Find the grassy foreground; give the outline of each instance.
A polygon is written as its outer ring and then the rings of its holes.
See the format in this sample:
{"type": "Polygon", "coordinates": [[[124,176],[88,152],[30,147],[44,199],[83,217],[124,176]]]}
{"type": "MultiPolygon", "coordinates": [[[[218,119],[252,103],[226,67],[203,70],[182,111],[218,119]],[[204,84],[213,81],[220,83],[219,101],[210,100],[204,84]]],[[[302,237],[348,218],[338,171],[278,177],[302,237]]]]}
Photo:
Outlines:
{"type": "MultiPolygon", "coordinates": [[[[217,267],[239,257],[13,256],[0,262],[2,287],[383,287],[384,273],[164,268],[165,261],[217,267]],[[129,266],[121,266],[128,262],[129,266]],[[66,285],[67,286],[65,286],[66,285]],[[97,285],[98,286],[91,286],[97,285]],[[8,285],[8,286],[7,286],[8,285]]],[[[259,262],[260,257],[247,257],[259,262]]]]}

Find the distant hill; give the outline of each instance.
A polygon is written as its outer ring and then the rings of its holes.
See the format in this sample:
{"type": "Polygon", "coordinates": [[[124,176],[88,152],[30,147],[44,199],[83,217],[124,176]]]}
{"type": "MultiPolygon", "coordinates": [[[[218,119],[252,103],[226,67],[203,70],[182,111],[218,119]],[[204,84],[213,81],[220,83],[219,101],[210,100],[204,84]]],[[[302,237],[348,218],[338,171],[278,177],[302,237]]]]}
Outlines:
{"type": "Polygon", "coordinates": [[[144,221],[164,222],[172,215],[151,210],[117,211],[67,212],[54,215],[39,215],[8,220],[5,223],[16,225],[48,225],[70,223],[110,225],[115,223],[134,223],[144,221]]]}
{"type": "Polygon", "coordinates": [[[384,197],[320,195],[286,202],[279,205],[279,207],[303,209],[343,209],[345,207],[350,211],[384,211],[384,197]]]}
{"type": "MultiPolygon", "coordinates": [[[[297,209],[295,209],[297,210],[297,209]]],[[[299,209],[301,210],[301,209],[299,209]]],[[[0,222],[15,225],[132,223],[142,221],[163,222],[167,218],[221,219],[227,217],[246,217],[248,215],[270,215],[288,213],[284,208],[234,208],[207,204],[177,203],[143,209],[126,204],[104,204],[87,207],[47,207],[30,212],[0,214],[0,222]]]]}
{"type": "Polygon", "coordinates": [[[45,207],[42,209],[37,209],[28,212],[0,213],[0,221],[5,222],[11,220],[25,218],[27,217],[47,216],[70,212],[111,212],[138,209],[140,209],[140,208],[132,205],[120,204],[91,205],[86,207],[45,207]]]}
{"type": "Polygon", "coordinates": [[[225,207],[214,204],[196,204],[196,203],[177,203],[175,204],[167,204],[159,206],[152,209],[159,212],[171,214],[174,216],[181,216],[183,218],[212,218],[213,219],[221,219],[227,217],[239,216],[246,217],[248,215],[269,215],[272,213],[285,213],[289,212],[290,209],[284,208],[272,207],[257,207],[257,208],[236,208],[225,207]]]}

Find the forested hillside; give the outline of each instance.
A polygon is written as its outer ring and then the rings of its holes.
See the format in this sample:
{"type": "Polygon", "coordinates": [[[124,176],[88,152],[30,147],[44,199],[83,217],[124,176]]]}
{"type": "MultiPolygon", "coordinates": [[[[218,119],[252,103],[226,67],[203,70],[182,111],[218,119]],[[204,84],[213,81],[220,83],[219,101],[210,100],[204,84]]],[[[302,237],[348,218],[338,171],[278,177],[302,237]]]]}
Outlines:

**********

** Exercise prompt **
Count the lines above that contain the string "Find", matching case exactly, and reply with only that number.

** Result for this task **
3